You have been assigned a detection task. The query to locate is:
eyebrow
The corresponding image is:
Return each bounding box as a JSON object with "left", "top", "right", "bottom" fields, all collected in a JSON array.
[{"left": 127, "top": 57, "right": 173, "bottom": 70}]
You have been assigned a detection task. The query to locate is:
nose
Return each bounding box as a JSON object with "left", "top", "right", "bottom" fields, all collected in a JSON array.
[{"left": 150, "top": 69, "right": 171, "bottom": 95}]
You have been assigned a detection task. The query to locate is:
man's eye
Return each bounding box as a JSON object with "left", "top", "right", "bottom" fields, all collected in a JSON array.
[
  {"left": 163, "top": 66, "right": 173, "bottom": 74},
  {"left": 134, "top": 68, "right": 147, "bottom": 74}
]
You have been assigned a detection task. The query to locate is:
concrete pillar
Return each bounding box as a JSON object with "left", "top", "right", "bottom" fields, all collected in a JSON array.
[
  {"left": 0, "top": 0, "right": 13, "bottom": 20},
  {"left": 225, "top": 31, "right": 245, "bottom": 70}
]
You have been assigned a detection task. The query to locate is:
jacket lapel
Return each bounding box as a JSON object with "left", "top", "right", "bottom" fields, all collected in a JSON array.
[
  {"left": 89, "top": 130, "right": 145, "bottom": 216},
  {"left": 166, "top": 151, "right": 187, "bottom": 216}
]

══════════════════════════════

_Task statement_. From the first line to the last, output the records word for word.

_Output below_.
You have been assigned a detection task. The query to locate is:
eyebrow
The corresponding image is:
Return each bounding box as a JSON object with "left", "top", "right", "bottom" fields, all collected in a JSON array.
[{"left": 127, "top": 57, "right": 173, "bottom": 70}]
You have been assigned a detection task. The query to locate is:
nose
Return each bounding box as a JSON object with "left", "top", "right", "bottom" fields, all collected in a JSON array.
[{"left": 150, "top": 69, "right": 171, "bottom": 95}]
You have been assigned a detection task. The query to locate is:
man's eye
Return each bounding box as a JSON object with "left", "top", "right", "bottom" fields, all collected in a JSON array.
[
  {"left": 163, "top": 66, "right": 173, "bottom": 74},
  {"left": 134, "top": 68, "right": 147, "bottom": 74}
]
You have been assigned a detection task. The query to locate is:
concrete pillar
Return each bounding box as a JSON object with "left", "top", "right", "bottom" fields, all collected in a JSON array.
[
  {"left": 0, "top": 0, "right": 13, "bottom": 20},
  {"left": 225, "top": 31, "right": 245, "bottom": 70}
]
You have been assigned a detection task. The query to locate is:
jacket lapel
Return each bounding box as a JSON object with "left", "top", "right", "bottom" fields, all collected in a JSON array.
[
  {"left": 89, "top": 130, "right": 145, "bottom": 216},
  {"left": 166, "top": 151, "right": 187, "bottom": 216}
]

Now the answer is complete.